▶ _INFORMATION GIVEN_
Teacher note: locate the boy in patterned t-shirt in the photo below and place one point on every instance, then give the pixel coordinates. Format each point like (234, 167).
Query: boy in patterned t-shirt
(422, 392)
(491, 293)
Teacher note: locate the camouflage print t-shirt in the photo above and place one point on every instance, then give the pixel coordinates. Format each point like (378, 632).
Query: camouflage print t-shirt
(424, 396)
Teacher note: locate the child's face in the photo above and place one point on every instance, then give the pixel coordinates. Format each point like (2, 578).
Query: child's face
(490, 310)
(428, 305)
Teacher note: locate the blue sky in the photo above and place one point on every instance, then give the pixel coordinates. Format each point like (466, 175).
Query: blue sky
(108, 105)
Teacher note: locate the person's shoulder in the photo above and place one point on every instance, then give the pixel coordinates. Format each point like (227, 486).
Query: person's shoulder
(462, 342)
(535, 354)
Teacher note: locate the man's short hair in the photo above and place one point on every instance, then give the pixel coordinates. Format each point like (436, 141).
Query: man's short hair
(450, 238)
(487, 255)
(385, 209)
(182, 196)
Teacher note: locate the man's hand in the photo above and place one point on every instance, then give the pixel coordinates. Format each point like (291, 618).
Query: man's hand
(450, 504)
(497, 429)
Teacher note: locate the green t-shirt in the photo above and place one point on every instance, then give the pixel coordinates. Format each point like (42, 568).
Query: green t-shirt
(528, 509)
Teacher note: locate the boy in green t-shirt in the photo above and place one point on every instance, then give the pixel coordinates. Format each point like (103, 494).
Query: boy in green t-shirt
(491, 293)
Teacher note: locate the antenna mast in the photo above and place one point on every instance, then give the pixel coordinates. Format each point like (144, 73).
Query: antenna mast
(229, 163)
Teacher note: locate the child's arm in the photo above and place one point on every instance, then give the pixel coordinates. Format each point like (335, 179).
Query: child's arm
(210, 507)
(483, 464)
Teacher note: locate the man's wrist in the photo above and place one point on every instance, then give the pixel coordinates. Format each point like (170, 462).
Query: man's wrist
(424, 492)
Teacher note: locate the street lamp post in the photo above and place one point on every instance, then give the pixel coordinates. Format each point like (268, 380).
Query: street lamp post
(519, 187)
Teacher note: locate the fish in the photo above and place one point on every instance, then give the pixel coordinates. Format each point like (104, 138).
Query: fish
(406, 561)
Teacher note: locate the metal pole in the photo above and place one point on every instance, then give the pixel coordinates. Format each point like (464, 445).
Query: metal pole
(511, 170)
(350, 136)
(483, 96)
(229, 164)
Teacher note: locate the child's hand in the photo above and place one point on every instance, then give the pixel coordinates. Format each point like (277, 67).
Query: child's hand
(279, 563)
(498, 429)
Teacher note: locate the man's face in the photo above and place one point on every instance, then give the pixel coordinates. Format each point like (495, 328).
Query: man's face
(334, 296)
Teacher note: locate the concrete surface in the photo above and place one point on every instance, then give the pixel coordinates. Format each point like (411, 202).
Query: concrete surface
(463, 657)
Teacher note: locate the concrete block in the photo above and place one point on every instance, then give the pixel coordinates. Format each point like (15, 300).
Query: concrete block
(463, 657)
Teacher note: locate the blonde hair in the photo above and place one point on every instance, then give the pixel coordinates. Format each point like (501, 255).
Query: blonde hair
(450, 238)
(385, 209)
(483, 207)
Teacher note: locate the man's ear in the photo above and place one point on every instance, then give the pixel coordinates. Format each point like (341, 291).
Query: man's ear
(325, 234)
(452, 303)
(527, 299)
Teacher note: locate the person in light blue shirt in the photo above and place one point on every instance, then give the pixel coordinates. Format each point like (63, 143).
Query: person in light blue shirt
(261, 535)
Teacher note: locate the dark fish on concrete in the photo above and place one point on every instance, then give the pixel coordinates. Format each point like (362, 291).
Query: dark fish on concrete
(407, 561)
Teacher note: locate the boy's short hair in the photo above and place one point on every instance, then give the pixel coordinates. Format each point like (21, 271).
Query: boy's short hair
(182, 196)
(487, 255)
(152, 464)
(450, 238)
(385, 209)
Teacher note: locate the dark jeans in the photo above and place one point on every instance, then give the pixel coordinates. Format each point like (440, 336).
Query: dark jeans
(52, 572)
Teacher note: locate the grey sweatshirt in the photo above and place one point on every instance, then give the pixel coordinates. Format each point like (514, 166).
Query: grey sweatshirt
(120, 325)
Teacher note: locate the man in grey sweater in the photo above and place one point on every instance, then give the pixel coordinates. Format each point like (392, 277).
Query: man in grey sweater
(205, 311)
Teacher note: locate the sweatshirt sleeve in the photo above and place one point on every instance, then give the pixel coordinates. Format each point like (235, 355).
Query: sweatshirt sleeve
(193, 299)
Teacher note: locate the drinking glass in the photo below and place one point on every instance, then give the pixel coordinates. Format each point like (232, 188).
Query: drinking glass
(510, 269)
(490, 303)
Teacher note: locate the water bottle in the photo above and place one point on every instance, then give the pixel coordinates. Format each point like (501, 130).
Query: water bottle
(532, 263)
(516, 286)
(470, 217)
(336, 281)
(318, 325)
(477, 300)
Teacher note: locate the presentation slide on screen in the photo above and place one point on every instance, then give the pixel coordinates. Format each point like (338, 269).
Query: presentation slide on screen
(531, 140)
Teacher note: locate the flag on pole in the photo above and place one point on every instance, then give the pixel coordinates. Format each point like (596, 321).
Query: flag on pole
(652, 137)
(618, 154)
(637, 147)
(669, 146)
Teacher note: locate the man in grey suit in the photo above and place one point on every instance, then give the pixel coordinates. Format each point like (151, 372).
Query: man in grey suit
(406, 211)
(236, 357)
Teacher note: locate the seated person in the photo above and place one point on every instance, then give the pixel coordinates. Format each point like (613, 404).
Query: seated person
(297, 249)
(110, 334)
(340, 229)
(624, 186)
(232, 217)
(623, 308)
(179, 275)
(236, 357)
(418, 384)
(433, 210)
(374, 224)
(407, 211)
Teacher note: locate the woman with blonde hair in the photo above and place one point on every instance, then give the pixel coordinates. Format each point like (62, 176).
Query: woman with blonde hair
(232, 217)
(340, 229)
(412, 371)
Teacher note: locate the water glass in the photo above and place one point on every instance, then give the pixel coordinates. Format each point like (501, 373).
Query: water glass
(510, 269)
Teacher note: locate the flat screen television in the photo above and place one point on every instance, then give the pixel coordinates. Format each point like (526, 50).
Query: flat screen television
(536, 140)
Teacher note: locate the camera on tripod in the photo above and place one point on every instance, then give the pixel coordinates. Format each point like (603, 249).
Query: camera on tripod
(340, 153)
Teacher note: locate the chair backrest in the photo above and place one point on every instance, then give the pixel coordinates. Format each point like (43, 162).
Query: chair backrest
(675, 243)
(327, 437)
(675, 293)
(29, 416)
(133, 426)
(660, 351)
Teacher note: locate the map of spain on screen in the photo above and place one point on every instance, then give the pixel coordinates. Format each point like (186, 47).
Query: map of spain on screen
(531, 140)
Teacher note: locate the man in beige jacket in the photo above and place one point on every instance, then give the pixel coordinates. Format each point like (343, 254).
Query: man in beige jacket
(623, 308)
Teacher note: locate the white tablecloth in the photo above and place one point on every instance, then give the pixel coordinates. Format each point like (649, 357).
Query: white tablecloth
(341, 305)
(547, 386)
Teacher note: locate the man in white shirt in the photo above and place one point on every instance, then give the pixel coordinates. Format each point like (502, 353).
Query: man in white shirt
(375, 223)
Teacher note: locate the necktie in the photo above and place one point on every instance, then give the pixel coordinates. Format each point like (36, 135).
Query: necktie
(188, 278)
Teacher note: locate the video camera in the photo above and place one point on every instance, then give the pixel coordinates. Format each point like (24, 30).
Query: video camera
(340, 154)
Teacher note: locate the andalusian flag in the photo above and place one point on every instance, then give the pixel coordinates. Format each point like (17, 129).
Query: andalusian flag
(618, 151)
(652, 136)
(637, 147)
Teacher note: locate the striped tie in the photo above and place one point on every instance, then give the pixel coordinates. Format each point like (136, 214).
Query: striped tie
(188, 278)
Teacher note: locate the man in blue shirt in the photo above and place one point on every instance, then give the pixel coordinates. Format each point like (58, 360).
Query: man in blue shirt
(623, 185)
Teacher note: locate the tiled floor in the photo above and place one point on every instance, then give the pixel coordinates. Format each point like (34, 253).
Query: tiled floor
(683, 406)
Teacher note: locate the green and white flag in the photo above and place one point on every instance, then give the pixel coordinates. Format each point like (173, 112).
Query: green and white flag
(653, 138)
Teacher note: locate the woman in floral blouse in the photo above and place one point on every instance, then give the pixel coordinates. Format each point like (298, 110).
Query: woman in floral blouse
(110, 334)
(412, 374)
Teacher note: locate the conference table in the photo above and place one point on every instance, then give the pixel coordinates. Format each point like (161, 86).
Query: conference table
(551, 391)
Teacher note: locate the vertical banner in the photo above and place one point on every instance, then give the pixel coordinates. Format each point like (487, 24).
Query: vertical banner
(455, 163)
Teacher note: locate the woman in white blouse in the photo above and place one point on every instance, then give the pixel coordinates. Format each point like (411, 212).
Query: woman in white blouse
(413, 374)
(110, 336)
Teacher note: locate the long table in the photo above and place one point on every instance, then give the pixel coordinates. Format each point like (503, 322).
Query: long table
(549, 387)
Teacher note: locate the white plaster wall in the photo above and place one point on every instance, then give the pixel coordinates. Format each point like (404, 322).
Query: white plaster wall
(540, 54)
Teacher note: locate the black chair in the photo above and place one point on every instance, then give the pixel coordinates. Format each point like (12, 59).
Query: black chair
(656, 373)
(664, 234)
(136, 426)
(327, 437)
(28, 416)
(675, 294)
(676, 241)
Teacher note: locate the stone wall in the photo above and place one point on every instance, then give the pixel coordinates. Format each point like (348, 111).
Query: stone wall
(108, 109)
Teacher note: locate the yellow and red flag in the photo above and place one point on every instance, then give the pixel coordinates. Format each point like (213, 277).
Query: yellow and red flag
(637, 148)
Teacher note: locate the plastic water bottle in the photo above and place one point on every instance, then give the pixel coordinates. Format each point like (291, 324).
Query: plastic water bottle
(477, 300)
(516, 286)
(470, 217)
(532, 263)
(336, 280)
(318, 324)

▶ _WHAT YOU HAVE TO DO_
Among the lines above, find those containing the word "below" and copy each.

▶ _RESULT OF THIS TASK_
Teacher note: locate the boy in patterned t-shirt in the photo below and place one point on every instance, then give the pixel coordinates. Format each point like (234, 167).
Teacher note: locate the drinking glass in the photo below and place one point on every instance, then give the pixel coordinates. Format each point like (232, 188).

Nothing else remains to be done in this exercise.